Document passage →
The content of the pages of this website are not allowed to be reproduced without the owners consent.

September 23, 2023
September 23, 2023
I always told you there was no such thing as monsters, but I was wrong and11 years ago today you were taken by one.
You will always live on.
You will always be young.
You will always be beautiful.
You will always be thought of for what you were - a fun-loving, happy, helpful, loving and friendly young woman.
No one can take any of that away from you.
I'll see you up there one day. Until then... keep on dancing and making the angels laugh.
xxx ❤ xxx
September 22, 2023
September 22, 2023
11 years since you gained your wings, too beautiful for this earth. I bet heavens partying tonight ❤️. Xxx
June 29, 2023
June 29, 2023
Well another year passing on your birthday 41 today you would have been and no doubt still showing folks how to celebrate it the right way.. forever missed mate xxxxx
December 25, 2022
December 25, 2022
Missing you may be a problem, but its knowing you are never coming back that is killing me.
Merry Christmas, Jade. I love and miss you every single minute of every single day. Until we meet again. Keep on dancing in the sky xxx
September 23, 2022
September 23, 2022
10 years... yes 10 year's already, no year gets easier? The day i remember from hearing a fb status to knowing it was about you my best friend from school!. I always remember you asking me to come to the regal at the football club at bingo. I did and we hangout since that day till the day this happened. l loved u from then n still do now and never forget that even up there Mrs... u were a legend that brought me out my shell and taught me about what a friend meant... i love you jade friends forever ❤
September 23, 2022
September 23, 2022
I never even got to say goodbye to you because of the mess he made of you.

Task list →
A: In the memorial tributes, copy the text between "You will always be young." and "friendly young woman.", inclusive.
B: List every adjective that the sentence beginning "You will always be thought of for what you were" in the memorial tributes uses to describe the young woman.

Recorded information →
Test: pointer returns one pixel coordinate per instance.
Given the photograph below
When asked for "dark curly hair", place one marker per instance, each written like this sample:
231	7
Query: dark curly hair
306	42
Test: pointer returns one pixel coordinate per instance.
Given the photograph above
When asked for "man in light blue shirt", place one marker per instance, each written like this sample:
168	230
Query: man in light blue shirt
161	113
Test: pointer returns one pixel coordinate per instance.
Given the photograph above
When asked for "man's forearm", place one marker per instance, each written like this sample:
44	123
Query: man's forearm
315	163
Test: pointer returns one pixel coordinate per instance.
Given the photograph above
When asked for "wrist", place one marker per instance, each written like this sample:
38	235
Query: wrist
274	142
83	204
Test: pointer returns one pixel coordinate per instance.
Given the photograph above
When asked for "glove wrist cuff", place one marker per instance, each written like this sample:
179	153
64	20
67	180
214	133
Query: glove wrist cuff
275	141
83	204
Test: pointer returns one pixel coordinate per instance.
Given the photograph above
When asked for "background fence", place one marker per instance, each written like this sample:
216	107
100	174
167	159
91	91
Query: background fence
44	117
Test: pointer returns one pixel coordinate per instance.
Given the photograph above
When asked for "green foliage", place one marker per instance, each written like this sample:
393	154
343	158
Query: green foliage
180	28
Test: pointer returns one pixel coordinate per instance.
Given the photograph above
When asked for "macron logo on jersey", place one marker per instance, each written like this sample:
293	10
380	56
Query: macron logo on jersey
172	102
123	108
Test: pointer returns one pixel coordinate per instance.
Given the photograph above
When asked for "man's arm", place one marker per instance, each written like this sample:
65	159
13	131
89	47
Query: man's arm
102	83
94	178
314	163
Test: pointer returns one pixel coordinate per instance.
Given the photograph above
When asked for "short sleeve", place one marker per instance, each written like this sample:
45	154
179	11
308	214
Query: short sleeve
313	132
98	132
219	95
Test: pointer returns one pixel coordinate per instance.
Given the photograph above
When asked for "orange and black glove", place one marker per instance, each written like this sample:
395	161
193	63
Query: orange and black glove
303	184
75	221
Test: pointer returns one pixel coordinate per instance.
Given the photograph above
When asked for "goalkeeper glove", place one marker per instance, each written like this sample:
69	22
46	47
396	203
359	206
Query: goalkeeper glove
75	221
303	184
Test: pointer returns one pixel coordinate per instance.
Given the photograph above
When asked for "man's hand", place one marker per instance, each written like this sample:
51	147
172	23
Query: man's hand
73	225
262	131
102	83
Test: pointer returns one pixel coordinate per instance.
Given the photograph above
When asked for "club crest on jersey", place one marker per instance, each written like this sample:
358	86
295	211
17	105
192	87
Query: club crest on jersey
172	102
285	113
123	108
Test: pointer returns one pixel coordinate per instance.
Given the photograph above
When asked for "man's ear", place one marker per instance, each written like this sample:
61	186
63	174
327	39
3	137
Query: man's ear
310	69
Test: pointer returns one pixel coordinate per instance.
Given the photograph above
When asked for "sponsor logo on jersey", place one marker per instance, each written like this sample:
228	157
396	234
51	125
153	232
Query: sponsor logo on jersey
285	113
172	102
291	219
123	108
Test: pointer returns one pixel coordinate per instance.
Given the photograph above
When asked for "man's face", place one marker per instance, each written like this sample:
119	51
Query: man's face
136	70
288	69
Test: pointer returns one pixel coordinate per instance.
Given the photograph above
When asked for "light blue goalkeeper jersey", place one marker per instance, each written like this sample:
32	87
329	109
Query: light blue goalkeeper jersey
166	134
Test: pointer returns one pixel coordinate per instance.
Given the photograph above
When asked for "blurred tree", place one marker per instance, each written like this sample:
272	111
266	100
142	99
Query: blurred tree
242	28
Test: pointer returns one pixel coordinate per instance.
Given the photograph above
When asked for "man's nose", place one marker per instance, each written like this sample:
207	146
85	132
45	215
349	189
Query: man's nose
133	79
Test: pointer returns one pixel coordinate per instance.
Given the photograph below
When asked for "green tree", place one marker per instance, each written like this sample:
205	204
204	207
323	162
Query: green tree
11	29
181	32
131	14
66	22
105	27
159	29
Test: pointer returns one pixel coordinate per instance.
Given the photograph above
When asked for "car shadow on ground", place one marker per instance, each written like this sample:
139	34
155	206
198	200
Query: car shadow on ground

The responses →
A:
You will always be young.
You will always be beautiful.
You will always be thought of for what you were - a fun-loving, happy, helpful, loving and friendly young woman.

B: fun-loving, happy, helpful, loving, friendly